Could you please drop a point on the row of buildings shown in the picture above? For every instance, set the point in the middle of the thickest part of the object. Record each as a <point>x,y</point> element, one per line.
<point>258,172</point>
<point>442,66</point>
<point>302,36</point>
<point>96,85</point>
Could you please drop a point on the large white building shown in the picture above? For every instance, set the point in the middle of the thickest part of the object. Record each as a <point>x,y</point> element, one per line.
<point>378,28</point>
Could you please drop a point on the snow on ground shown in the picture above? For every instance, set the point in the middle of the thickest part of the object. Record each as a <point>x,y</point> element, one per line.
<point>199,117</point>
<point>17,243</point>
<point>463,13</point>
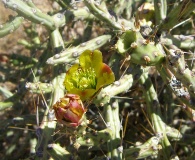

━━━━

◆ Exercise task: Which rows above contain the string "picture", with the same capitalization? Copy each such row in full.

◆ Written response:
Could you please drop a point on the row of buildings shown in the picture above? For every instance, set the point in the middle of the thickest part of the object. Record each as a <point>x,y</point> element, one per line.
Could you please drop a point on the large white building shown in the picture above? For every instance, set the point in the middle of the thickest part of the object. Record each as a <point>x,y</point> element, one per line.
Could you please drop a point on the snow on ground shown in the picture above? For every instance, set the point in the middle of the thickest part of the object. Record each as a <point>x,y</point> element, one per line.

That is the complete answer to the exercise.